***** TEKS BACAAN *****
Ahad, 19 Maret 2017
Perjalanan semalaman di kereta dari Tegal menuju Kediri membuatku sedikit tidak nyaman karena ngantuk. Selalu waspada alih-alih kali pertama pergi seorang diri membawa barang cukup banyak. Tepat jam 06.50 pagi sampailah keretaku Majapahit di stasiun tujuan, Kediri. Pak Syamsul, orang yang bertugas menjemputku pun telah menunggu di pintu keluar. Kami bersalaman dan langsung menuju Kampung Inggris, tepatnya di Al Fitrah Course.
Pagi itu, begitu segar setelah
semalaman begitu penat dan ngantuk tapi tak dapat memejamkan mata. Udara
sepanjang jalan bak perawan desa tengah mandi di sungai yang mengalir jernih,
dan itu membuatku begitu menikmatinya dan menambah semangat kian menggebu. Sesekali
kami, aku bersama Pak Syamsul, bertukar cerita mengenai Jawa Timur, khususnya
Kediri. Kusampaikan ini kali pertama aku pergi ke Pare seorang diri dan Pak
Syamsul bercerita tentang Kediri seolah ia tour guide bagi wisatawan, ya aku. Ia
pun menunjukkan bangunan bersejarah dan kebanggaan kota Kediri, yaitu Simpang Lima Gumul.
Simpang Lima Gumul, Monumen Kediri rasa Paris.... Monumen penuh Kenangan |
Satu jam perjalanan dengan sepeda
motor tidak begitu terasa karena Kediri
yang cantik dan Pak Syamsul yang ramah,
dan sampailah aku di Al Fitrah Course. Ekspektasi dalam anganku, semua warga
Pare begitu mahir berbahasa Inggris. Aku sempat berkecil hati karena hal itu. Karenanya,
aku sengaja tidak membawa atribut-atributku untuk datang ke Pare. Biarlah mereka
tahu aku yang sekarang tanpa apapun dan agar aku mampu mengekplor dari diriku
dengan leluasa dan berimajinasi tanpa batas. Agar mereka bersikap dengan apa
adanya padaku yang kubawa saat ini, bukan karena pangkat, jabatan, kekayaan,
atau bersifat materi lainnya, karena sesungguhnya memang aku bukan siapa-siapa
dan aku tidak punya apa-apa.
Ketika aku datang ke Al Fitrah,
ada seorang laki-laki yang menyambutku. Tetapi saat itu ruangan begitu sepi,
dan rupanya kini kutahu, sepi karena kelas belum dimulai. Pak Syamsul masih
menungguku dengan sepeda motornya hingga aku benar-benar ada di tempat yang
dituju. Sementara beliau menunggu, aku dipersilakan masuk ke rumah itu. Saat itu,
aku sedikit bingung, ekspektasi dalam diriku, aku akan berhadapan dengan
resepsionis dan aku akan bertanya-tanya terlebih dulu tentang kursus dan asrama
yang tepat untuk kebutuhanku walaupun aku sudah registrasi sebagai syarat
booking di Al Fitrah.
***** CUPLIKAN BARIS *****
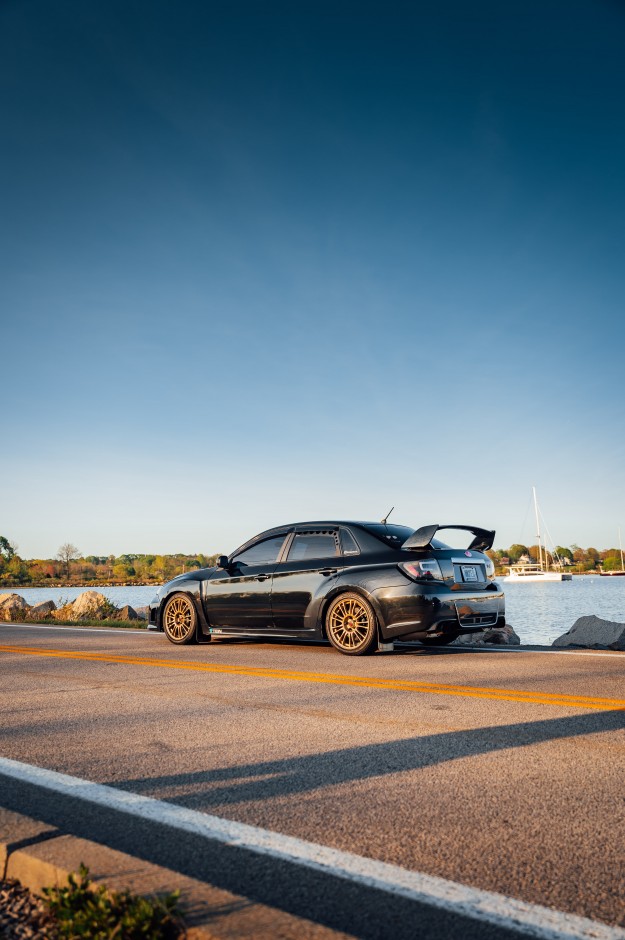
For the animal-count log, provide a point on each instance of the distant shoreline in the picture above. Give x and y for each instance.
(76, 584)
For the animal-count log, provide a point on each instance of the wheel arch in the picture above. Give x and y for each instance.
(192, 590)
(345, 588)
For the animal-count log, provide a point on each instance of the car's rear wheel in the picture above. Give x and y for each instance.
(351, 626)
(443, 640)
(180, 620)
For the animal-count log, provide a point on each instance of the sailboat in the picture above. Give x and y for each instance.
(616, 574)
(535, 571)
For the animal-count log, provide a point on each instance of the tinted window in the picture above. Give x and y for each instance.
(312, 545)
(394, 535)
(348, 543)
(263, 553)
*****
(YANG DIKERJAKAN):
a) Kutip bagian catatan perjalanan ke Pare antara "Ahad, 19 Maret" dan "tepatnya di Al Fitrah Course.", termasuk kedua ujungnya.
b) Apakah pernyataan berikut sesuai dengan catatan perjalanan ke Pare? Jawab ya atau tidak untuk masing-masing, disertai kata-kata penentu dari teks. (i) Kereta yang ditumpangi penulis bernama Majapahit. (ii) Perjalanan dengan sepeda motor ke Al Fitrah Course memakan waktu dua jam. (iii) Saat penulis tiba di Al Fitrah, kelas sudah berlangsung.
Baris-baris ini diambil dari sumber lain.

(HASIL LATIHAN):
a)
Ahad, 19 Maret 2017
Perjalanan semalaman di kereta dari Tegal menuju Kediri membuatku sedikit tidak nyaman karena ngantuk. Selalu waspada alih-alih kali pertama pergi seorang diri membawa barang cukup banyak. Tepat jam 06.50 pagi sampailah keretaku Majapahit di stasiun tujuan, Kediri. Pak Syamsul, orang yang bertugas menjemputku pun telah menunggu di pintu keluar. Kami bersalaman dan langsung menuju Kampung Inggris, tepatnya di Al Fitrah Course.

b)
(i) Ya: "sampailah keretaku Majapahit di stasiun tujuan, Kediri"
(ii) Tidak: "Satu jam perjalanan dengan sepeda motor tidak begitu terasa"
(iii) Tidak: "sepi karena kelas belum dimulai"